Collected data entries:
====================
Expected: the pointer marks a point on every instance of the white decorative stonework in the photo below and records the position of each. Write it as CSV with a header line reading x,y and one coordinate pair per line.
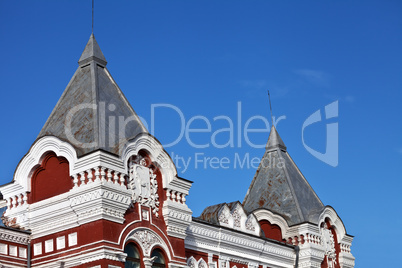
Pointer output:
x,y
37,249
202,263
236,218
61,242
72,239
3,248
143,184
328,242
147,240
191,262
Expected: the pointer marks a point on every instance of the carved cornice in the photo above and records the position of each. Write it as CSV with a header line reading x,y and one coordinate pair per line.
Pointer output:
x,y
14,236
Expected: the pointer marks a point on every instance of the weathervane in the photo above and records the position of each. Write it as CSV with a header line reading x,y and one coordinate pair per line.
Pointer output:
x,y
92,16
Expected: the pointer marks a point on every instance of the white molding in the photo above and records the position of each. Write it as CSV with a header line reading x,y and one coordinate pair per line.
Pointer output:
x,y
23,174
264,214
156,153
14,236
147,239
233,245
335,221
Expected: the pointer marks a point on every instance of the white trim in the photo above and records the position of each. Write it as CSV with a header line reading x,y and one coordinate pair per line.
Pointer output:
x,y
264,214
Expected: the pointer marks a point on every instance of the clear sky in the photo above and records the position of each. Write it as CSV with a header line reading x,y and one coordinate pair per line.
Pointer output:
x,y
207,58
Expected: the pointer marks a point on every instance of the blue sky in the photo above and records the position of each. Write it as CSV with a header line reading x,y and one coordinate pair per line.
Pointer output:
x,y
204,57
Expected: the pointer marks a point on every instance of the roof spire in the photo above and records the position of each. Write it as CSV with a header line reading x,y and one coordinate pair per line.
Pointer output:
x,y
274,140
92,16
270,108
92,52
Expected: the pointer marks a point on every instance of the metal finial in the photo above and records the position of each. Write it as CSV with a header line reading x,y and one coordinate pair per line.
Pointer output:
x,y
270,108
92,16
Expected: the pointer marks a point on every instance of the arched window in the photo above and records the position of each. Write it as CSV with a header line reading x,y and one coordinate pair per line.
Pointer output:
x,y
133,259
159,262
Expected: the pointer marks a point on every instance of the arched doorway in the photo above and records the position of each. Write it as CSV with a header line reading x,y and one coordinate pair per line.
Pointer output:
x,y
133,259
160,260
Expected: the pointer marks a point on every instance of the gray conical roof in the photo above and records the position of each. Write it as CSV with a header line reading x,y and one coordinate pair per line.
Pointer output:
x,y
90,113
280,187
274,140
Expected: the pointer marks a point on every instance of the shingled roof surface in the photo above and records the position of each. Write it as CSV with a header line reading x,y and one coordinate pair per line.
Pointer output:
x,y
81,116
280,187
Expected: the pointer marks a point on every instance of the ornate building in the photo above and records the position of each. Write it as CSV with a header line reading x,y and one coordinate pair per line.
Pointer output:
x,y
85,196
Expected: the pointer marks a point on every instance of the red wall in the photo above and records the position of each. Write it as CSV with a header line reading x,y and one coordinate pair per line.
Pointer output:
x,y
272,231
51,178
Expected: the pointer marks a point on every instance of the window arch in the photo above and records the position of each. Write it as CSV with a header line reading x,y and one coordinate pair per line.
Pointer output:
x,y
133,259
160,260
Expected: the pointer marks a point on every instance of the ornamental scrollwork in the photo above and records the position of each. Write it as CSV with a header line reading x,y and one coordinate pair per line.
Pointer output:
x,y
143,184
146,239
328,242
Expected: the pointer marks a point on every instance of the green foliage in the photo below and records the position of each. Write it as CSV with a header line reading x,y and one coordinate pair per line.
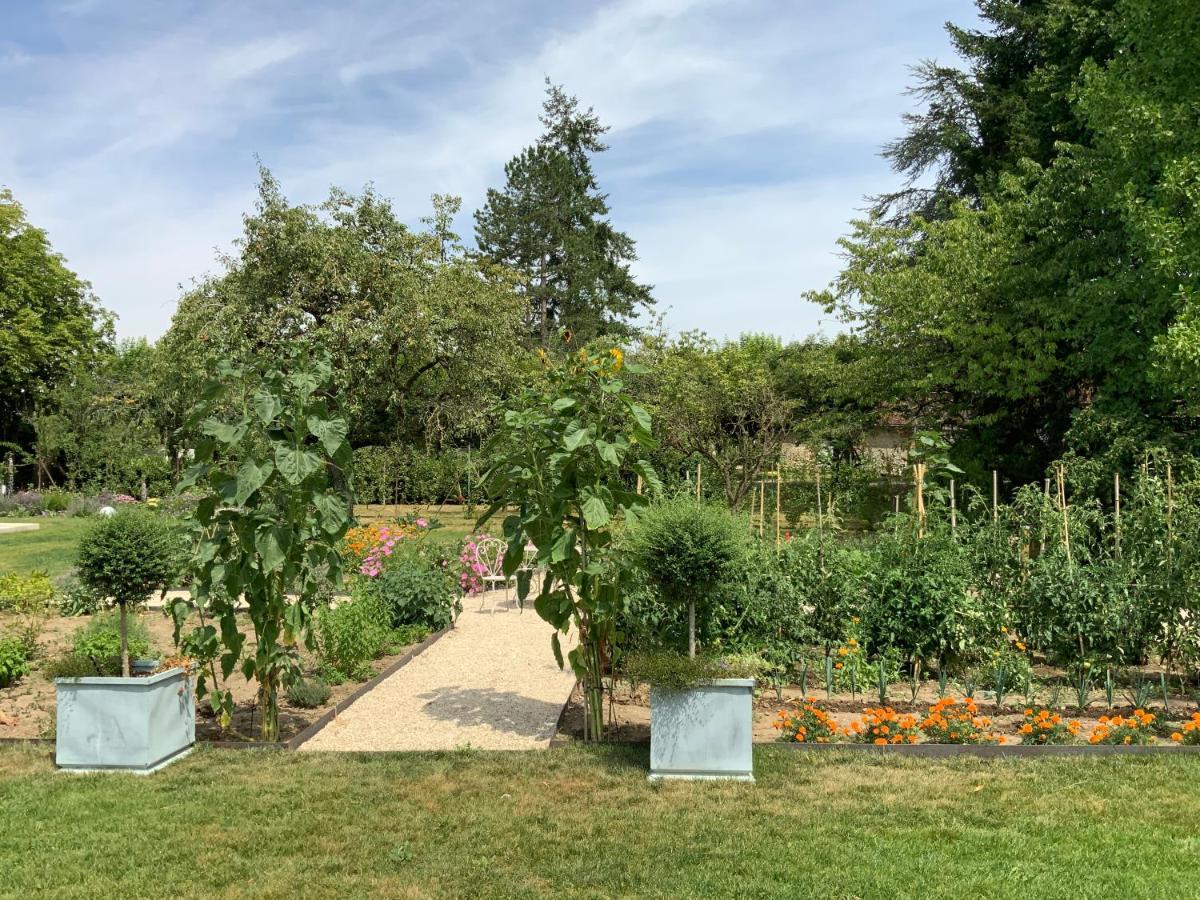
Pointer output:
x,y
307,693
550,222
412,593
401,473
129,556
688,547
53,325
677,672
25,594
13,660
352,634
720,403
99,641
417,328
565,460
274,465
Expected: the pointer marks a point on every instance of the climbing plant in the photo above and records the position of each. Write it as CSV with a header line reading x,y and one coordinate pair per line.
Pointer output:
x,y
567,457
274,457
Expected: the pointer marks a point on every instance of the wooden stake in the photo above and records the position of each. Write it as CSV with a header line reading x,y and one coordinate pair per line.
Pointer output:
x,y
995,496
762,505
779,492
1116,510
918,473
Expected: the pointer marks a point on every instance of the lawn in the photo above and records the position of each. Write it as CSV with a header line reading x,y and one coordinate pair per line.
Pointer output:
x,y
52,547
583,822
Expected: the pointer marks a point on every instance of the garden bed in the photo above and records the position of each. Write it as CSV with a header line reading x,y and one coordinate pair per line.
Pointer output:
x,y
27,707
630,717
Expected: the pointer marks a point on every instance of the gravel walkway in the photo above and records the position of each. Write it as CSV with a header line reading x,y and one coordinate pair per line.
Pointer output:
x,y
491,682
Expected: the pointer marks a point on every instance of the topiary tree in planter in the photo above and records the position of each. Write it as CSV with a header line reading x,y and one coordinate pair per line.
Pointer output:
x,y
688,547
127,557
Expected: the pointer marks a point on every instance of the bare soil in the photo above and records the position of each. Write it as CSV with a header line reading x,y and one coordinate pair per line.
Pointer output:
x,y
27,708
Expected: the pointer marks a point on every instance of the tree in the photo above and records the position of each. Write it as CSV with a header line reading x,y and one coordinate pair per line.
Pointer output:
x,y
417,329
51,324
550,222
275,465
720,402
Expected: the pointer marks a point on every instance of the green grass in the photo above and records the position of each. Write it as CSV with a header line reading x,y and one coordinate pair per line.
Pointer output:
x,y
52,547
583,822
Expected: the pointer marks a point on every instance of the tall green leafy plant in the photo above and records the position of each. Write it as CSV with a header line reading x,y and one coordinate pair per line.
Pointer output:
x,y
274,459
567,457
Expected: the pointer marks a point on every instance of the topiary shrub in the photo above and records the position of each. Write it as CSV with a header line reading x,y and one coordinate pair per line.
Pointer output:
x,y
127,557
687,549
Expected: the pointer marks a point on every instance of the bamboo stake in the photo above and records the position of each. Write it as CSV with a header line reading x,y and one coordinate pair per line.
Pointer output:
x,y
1116,510
995,496
779,492
762,505
918,472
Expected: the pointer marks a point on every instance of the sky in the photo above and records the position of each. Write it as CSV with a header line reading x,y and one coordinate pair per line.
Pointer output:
x,y
744,133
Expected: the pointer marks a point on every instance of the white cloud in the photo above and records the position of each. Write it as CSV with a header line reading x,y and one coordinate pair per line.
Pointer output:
x,y
132,139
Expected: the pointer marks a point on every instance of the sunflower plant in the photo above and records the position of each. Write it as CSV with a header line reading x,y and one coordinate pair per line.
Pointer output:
x,y
567,459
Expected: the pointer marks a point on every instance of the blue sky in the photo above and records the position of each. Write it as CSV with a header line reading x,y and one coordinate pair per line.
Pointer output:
x,y
745,133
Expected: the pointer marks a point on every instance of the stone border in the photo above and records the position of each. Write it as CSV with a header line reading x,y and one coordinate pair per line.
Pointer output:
x,y
405,659
988,751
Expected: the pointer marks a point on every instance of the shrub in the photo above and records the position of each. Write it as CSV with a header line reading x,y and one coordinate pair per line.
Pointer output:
x,y
307,693
808,725
13,660
77,599
676,672
25,593
1045,727
127,557
100,640
687,549
414,593
352,634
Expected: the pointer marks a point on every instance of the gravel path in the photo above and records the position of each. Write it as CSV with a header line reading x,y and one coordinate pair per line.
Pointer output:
x,y
491,682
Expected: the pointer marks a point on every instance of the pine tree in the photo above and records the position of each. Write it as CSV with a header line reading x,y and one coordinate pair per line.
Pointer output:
x,y
551,223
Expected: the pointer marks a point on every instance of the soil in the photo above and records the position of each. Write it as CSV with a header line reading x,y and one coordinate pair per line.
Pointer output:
x,y
27,708
629,712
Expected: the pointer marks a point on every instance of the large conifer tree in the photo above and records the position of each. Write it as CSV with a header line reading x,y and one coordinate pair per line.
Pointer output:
x,y
550,222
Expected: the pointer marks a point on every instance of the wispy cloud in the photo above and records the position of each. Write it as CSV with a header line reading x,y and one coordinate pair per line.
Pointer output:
x,y
744,132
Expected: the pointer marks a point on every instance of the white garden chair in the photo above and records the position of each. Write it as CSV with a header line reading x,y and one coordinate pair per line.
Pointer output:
x,y
490,552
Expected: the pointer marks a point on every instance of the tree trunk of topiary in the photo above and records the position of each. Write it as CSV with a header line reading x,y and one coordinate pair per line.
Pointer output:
x,y
125,642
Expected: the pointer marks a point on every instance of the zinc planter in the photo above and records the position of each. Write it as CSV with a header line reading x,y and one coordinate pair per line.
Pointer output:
x,y
703,732
132,724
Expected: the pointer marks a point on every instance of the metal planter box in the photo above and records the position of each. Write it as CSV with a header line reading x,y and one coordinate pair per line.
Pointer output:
x,y
133,724
703,732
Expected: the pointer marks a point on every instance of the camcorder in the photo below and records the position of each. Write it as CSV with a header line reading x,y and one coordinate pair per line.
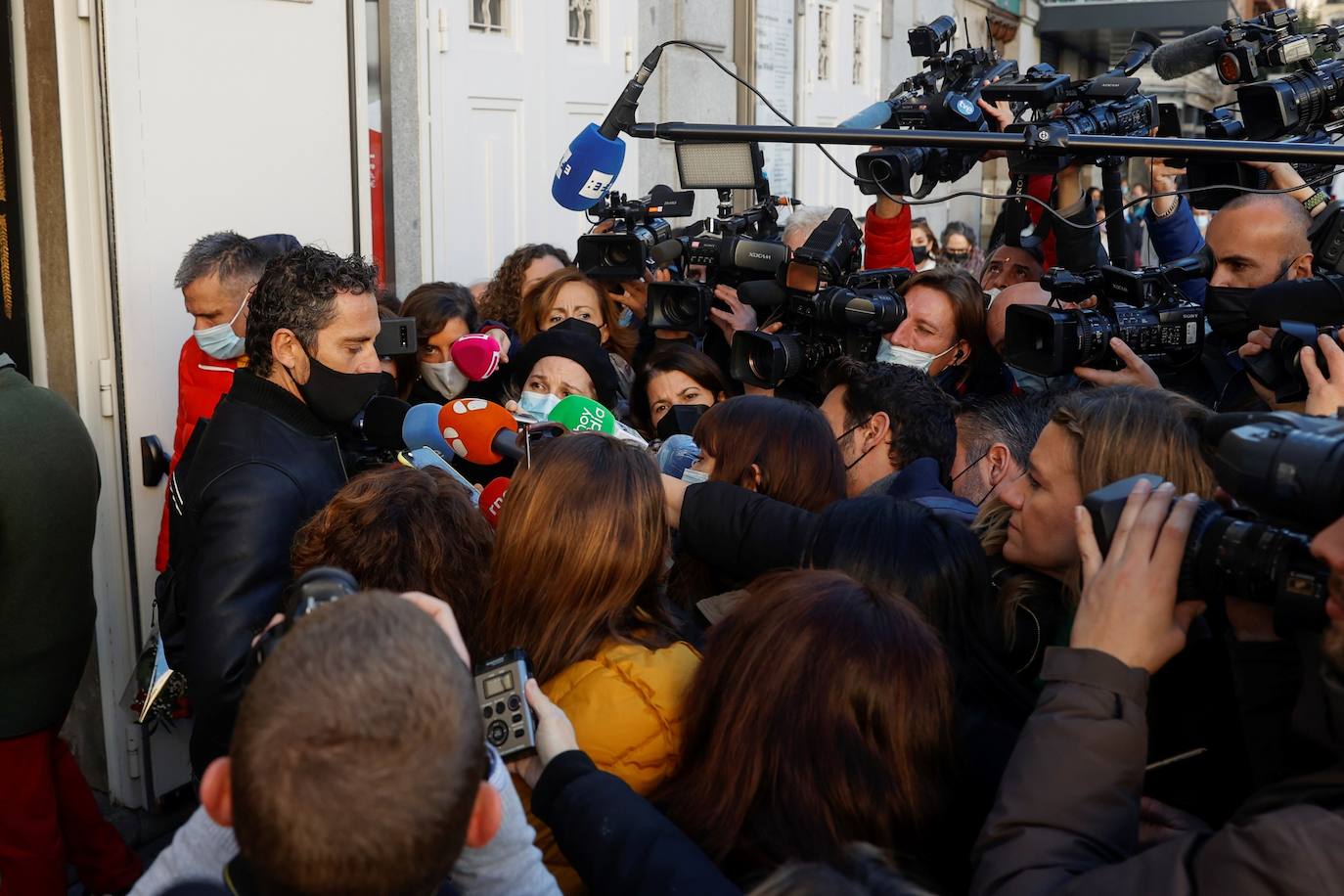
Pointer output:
x,y
1206,175
1143,308
730,250
1294,104
829,309
1300,310
1106,105
1289,469
942,97
640,237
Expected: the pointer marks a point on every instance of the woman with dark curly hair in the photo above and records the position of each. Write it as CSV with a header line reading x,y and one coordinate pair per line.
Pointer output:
x,y
523,267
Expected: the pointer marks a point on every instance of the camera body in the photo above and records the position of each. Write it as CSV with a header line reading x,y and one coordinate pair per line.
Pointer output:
x,y
1142,308
733,250
1106,105
1298,321
829,309
640,234
510,726
944,97
1286,467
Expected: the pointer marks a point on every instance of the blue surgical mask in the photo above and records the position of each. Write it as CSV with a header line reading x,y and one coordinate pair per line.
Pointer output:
x,y
694,477
538,405
221,341
890,353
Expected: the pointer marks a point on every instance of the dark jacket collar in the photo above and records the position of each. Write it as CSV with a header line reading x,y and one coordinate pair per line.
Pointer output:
x,y
263,395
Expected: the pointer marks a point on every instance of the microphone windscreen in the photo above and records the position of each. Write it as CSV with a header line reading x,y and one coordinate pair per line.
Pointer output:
x,y
470,426
383,420
581,414
1189,54
588,169
476,355
492,500
1319,299
874,115
421,427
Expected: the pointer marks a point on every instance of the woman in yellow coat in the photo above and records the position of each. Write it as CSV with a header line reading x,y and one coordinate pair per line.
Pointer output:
x,y
579,557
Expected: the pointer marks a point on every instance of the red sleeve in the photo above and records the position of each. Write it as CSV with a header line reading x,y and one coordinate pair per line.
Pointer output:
x,y
202,381
1043,188
887,241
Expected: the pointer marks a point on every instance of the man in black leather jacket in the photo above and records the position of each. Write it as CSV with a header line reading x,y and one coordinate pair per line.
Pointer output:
x,y
265,464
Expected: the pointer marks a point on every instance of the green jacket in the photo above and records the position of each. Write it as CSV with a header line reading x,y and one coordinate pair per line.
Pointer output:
x,y
49,495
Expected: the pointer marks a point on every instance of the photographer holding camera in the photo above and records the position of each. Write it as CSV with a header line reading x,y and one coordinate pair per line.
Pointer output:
x,y
1089,739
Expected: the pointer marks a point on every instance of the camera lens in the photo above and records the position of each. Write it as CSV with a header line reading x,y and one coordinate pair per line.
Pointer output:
x,y
1226,557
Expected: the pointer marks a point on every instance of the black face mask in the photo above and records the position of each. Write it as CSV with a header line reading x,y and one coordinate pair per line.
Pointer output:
x,y
337,398
1229,309
680,420
1229,312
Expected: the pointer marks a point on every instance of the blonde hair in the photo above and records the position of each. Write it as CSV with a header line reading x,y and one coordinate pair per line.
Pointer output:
x,y
1117,431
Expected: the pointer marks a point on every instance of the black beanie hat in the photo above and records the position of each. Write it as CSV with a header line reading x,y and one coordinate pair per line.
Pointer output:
x,y
581,342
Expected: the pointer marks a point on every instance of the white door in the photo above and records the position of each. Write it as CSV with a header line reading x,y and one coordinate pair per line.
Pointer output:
x,y
219,117
510,83
839,72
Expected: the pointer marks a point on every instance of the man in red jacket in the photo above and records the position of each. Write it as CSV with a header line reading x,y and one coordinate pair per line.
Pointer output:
x,y
215,277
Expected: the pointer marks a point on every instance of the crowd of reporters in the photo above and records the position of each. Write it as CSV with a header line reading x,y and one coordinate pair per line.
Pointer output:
x,y
886,565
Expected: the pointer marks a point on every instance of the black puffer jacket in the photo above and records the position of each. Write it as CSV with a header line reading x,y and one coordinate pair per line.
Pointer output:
x,y
263,467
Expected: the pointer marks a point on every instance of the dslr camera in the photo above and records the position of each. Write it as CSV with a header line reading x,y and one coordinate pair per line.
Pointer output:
x,y
1301,310
640,237
1109,104
829,309
1143,308
1289,468
944,97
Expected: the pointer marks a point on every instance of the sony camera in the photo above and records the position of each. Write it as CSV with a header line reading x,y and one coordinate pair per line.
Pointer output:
x,y
1109,104
829,309
942,97
1142,308
1207,175
1300,310
640,237
1296,104
1289,468
730,250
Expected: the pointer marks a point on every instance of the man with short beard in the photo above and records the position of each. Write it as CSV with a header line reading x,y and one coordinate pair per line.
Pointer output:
x,y
1069,814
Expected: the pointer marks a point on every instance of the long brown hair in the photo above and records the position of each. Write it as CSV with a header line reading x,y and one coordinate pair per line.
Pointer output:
x,y
403,529
578,555
504,293
790,443
822,715
536,302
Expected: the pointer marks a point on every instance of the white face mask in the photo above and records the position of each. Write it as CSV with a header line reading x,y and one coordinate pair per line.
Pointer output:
x,y
221,341
444,378
538,405
694,477
890,353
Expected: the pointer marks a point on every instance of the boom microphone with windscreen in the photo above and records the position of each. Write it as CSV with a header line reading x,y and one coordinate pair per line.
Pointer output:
x,y
480,431
1189,54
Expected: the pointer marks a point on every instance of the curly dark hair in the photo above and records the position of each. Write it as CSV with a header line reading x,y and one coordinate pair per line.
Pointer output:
x,y
922,417
297,291
403,529
504,293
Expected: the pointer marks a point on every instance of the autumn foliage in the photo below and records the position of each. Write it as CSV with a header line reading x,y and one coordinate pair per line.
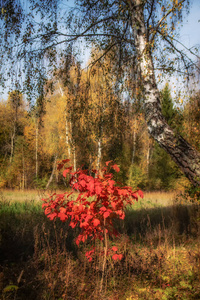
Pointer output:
x,y
99,201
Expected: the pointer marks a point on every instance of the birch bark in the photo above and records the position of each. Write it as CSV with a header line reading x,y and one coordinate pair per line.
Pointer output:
x,y
185,156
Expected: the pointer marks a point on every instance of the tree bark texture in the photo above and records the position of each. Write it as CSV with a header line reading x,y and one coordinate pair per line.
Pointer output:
x,y
184,155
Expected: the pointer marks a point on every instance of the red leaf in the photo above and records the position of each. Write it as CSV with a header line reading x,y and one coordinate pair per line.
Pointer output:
x,y
63,217
116,168
98,189
140,193
65,160
90,186
117,256
66,171
106,214
52,216
96,222
114,248
59,166
108,162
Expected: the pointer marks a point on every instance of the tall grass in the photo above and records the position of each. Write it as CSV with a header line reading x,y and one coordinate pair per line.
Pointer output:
x,y
159,241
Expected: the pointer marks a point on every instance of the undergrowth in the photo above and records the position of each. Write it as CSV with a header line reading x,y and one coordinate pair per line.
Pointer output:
x,y
160,246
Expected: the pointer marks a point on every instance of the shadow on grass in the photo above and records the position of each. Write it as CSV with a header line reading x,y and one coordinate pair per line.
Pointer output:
x,y
19,221
42,249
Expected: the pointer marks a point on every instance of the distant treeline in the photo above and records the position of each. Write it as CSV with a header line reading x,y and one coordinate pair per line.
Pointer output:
x,y
90,124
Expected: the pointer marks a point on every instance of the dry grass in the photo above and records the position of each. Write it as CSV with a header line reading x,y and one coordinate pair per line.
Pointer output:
x,y
159,241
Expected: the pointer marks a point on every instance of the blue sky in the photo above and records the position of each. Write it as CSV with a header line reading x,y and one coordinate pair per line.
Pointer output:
x,y
189,31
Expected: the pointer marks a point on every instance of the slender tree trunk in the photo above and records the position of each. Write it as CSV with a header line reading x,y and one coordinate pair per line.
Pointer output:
x,y
23,165
12,144
185,156
52,173
74,157
67,137
36,147
134,142
99,153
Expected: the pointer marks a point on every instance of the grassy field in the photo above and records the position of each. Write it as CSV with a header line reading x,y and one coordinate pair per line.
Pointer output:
x,y
159,239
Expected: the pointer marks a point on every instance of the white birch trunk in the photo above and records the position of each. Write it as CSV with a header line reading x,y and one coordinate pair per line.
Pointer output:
x,y
185,156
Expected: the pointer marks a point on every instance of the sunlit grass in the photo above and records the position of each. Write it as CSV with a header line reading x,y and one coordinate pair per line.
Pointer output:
x,y
159,241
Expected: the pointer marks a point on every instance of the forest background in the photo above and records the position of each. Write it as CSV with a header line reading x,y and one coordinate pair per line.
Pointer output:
x,y
85,120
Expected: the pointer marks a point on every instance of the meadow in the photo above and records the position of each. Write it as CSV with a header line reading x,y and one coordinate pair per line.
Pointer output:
x,y
159,239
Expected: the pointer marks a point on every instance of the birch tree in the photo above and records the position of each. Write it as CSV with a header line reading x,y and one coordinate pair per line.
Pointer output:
x,y
139,31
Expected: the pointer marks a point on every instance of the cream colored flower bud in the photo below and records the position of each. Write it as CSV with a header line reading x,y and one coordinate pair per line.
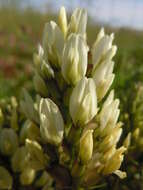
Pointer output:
x,y
8,141
103,77
1,118
63,21
136,133
101,47
120,174
27,176
37,159
86,146
40,85
53,42
78,22
114,162
83,102
42,65
27,107
5,179
51,122
74,64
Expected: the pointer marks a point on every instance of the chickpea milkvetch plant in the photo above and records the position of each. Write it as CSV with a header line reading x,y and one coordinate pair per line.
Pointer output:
x,y
77,128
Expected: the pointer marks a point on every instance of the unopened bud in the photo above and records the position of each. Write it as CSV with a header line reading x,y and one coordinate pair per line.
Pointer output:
x,y
86,146
74,59
5,179
63,21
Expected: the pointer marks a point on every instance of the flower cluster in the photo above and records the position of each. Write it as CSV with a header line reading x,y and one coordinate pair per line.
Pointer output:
x,y
72,128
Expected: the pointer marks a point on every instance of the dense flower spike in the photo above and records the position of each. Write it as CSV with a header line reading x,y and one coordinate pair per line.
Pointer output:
x,y
66,133
52,125
75,61
83,102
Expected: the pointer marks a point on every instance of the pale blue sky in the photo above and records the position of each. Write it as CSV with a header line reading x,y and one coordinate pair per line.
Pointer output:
x,y
115,12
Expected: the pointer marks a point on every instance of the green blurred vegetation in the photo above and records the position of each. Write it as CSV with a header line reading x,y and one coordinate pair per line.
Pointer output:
x,y
20,33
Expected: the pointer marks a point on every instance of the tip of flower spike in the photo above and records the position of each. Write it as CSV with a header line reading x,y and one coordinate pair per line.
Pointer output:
x,y
40,50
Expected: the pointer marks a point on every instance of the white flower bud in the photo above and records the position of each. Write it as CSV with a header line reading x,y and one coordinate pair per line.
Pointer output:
x,y
42,65
5,179
63,21
8,141
83,102
37,159
74,64
102,47
53,42
110,112
103,77
86,146
51,122
27,107
78,22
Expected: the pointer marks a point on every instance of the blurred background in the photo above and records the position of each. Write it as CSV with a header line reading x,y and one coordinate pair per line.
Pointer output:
x,y
22,23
====================
§ WHAT IS ASKED:
All lines from the one containing "the green blurred" through the final line of the listing above are to be reproduced exactly; include both and add nothing.

§ COMPLETED TASK:
Expected: the pointer marks a point on every instance of the green blurred vegetation in the photo above and records the position of each. Write it as CSV with a header line reading x,y and one coordinate pair per line.
Pointer output:
x,y
20,33
Expected: the pointer marks a point on every instance of the tip of flower spike in the photo above and records the position of each. Write it as CSV with a header line reading x,y and one coordinate pair per line.
Pointer output:
x,y
40,50
Expected: the pointer marks a point on every instance of the white flower bud in the photo above and records the position of each. Write it as CSV with a header line reading x,y and one coordinate pair per line.
Pointer output:
x,y
42,65
5,179
63,21
8,141
83,102
37,159
74,64
102,47
53,42
110,112
103,77
86,146
51,122
27,107
78,22
Expected: the pointer marks a point on every instance of the blurred background in the photo above and records the position of each. Write it as CSV with a header line reading x,y and one coordinate pair per line.
Pointer output:
x,y
22,23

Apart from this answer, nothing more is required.